:: EXERCISE INSTRUCTIONS ::
Reproduce the Belfast City Hospital entry below in full, word for word and without changes.

Belfast City Hospital
|Belfast City Hospital|
|Location||51 Lisburn Road, Belfast, County Antrim, Northern Ireland, United Kingdom|
|Care system||Health and Social Care in Northern Ireland|
|Hospital type||District General|
|Affiliated university||Queen's University of Belfast
|Emergency department||No A&E at Mater Infirmorum Hospital|
|Lists||Hospitals in Northern Ireland|
The Belfast City Hospital (Irish: Ospidéal Chathair Bhéal Feirste) located in Belfast, Northern Ireland, is a 900-bed modern university teaching hospital providing local acute services and key regional specialities. Its distinctive tower block dominates the Belfast skyline being the third tallest storeyed building in Ireland (after Windsor House and Obel Tower, both in Belfast). It has a focus on the development of regional cancer and renal services. It is the largest general hospital in the United Kingdom.
The Belfast Board of Guardians was started on 11 May 1841 and from the beginning provided sick beds for the poor who did not have access to healthcare services provided by the government.
Because it became difficult to separate the sick from the destitute, the Workhouse was developed into a Workhouse Infirmary, which soon had over 600 beds. The largest number of patients in the Belfast Union Infirmary was recorded as 4,252 on 31 January 1869.

:: SUPPLIED ENTRIES ::
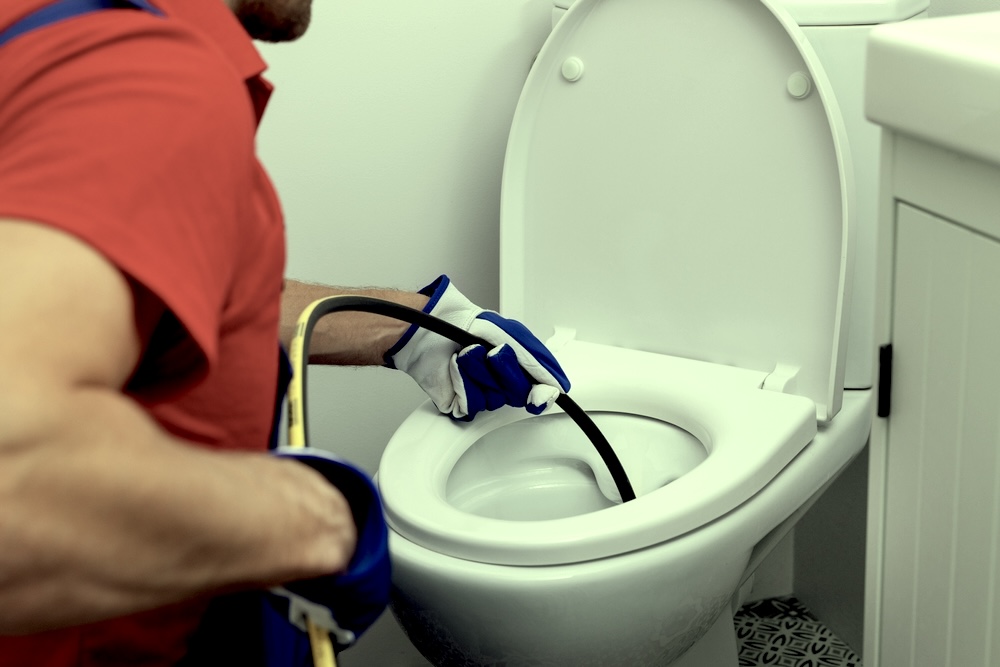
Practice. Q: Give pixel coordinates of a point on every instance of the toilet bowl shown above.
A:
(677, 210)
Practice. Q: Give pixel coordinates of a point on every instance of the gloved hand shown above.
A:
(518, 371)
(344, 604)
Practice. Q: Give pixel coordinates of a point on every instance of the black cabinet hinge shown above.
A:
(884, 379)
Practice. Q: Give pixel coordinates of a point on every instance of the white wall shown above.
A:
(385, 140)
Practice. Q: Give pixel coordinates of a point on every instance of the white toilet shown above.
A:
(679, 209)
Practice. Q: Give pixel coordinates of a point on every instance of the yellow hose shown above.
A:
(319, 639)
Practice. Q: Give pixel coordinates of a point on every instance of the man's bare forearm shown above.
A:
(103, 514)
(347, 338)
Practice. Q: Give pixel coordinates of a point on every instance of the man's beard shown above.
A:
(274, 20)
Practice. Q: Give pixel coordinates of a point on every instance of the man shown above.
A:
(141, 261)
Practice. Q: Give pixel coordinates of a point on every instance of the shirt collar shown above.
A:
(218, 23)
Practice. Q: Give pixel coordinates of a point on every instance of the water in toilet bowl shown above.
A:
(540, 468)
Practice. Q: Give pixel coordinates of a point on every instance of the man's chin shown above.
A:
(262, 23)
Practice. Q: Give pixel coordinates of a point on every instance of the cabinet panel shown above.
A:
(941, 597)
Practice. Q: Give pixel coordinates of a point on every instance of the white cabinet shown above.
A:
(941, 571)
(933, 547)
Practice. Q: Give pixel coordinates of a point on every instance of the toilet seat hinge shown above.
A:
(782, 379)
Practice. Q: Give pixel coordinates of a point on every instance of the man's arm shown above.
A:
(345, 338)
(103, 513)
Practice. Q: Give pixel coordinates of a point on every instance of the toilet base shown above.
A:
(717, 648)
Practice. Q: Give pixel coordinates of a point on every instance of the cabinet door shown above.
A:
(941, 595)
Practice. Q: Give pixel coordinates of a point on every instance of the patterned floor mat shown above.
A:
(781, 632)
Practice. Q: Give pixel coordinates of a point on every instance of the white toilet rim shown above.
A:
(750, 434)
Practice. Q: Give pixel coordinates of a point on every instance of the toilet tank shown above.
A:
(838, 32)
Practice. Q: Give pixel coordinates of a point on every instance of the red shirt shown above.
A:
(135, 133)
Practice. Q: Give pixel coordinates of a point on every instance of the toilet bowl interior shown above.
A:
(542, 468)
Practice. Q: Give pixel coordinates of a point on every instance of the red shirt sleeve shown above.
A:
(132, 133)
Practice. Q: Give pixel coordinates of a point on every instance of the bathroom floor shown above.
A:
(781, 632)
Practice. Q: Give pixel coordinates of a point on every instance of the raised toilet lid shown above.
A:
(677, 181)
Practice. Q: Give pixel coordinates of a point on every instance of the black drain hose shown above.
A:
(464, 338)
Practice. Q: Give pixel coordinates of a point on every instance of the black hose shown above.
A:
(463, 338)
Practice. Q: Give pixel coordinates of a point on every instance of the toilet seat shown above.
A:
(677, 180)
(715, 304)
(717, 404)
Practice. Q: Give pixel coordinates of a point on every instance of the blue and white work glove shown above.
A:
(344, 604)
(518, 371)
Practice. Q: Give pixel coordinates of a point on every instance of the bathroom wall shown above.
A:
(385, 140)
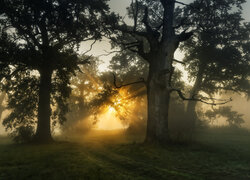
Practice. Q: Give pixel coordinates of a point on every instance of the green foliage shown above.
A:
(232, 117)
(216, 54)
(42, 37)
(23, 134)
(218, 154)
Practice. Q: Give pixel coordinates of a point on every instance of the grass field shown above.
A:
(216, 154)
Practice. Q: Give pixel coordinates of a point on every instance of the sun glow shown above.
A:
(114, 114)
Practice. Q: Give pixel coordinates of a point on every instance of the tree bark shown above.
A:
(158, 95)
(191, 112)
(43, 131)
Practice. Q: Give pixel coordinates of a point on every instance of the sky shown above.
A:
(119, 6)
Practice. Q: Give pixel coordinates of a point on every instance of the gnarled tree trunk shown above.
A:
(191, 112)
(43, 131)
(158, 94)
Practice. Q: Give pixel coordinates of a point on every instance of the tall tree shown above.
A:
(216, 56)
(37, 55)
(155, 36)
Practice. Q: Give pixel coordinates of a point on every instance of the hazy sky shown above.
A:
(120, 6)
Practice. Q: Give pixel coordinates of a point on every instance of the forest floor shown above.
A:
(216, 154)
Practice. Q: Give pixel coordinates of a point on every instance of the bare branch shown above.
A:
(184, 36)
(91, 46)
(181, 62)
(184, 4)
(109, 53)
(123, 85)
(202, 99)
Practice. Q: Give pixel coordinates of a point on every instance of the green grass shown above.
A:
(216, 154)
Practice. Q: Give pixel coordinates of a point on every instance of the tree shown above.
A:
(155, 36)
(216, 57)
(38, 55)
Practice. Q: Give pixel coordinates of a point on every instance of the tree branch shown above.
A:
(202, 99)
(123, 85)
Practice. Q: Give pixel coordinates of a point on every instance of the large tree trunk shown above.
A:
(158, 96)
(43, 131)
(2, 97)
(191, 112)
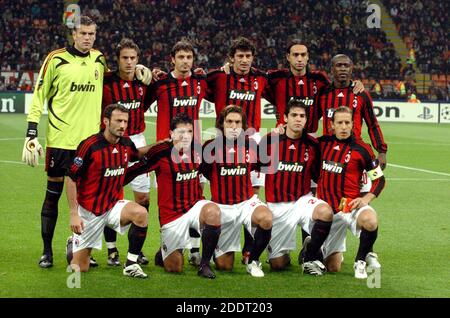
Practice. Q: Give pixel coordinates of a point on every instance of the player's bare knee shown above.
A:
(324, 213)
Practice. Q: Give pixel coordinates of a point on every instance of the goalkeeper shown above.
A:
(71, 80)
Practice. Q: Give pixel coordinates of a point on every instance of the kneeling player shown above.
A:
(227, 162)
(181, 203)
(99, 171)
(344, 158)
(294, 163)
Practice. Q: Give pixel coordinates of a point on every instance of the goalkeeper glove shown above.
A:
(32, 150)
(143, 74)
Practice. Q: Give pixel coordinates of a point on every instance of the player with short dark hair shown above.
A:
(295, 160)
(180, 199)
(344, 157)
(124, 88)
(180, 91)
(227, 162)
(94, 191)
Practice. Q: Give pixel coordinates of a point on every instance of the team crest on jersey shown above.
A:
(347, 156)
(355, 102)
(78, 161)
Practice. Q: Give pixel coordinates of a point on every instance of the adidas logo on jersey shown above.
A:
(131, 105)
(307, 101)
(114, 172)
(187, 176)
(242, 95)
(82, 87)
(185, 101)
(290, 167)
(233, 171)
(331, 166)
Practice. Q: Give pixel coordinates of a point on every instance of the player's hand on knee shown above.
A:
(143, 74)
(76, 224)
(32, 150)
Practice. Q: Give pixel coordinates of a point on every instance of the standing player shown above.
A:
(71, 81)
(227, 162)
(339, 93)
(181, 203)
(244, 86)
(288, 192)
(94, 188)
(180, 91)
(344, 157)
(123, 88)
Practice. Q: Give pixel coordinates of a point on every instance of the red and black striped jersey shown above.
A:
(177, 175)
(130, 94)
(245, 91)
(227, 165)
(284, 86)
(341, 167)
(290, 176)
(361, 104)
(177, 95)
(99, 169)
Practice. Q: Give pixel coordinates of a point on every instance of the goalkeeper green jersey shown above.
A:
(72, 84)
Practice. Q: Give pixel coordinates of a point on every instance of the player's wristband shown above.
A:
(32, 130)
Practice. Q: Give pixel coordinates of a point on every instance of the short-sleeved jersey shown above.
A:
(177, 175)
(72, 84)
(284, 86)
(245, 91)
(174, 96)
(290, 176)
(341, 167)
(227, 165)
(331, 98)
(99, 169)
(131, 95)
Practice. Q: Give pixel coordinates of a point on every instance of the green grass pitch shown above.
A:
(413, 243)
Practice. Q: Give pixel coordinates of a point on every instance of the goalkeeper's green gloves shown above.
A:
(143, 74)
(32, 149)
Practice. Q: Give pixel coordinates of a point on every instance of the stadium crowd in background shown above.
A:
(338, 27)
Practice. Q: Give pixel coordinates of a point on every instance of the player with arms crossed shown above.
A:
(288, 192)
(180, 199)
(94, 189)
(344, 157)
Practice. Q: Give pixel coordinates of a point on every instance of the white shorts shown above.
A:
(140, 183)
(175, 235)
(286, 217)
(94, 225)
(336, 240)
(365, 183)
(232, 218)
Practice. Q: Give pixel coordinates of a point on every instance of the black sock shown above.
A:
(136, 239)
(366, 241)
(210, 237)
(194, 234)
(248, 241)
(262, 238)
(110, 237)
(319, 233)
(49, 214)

:: EXERCISE RESPONSE ::
Belfast City Hospital
|Belfast City Hospital|
|Location||51 Lisburn Road, Belfast, County Antrim, Northern Ireland, United Kingdom|
|Care system||Health and Social Care in Northern Ireland|
|Hospital type||District General|
|Affiliated university||Queen's University of Belfast
|Emergency department||No A&E at Mater Infirmorum Hospital|
|Lists||Hospitals in Northern Ireland|
The Belfast City Hospital (Irish: Ospidéal Chathair Bhéal Feirste) located in Belfast, Northern Ireland, is a 900-bed modern university teaching hospital providing local acute services and key regional specialities. Its distinctive tower block dominates the Belfast skyline being the third tallest storeyed building in Ireland (after Windsor House and Obel Tower, both in Belfast). It has a focus on the development of regional cancer and renal services. It is the largest general hospital in the United Kingdom.
The Belfast Board of Guardians was started on 11 May 1841 and from the beginning provided sick beds for the poor who did not have access to healthcare services provided by the government.
Because it became difficult to separate the sick from the destitute, the Workhouse was developed into a Workhouse Infirmary, which soon had over 600 beds. The largest number of patients in the Belfast Union Infirmary was recorded as 4,252 on 31 January 1869.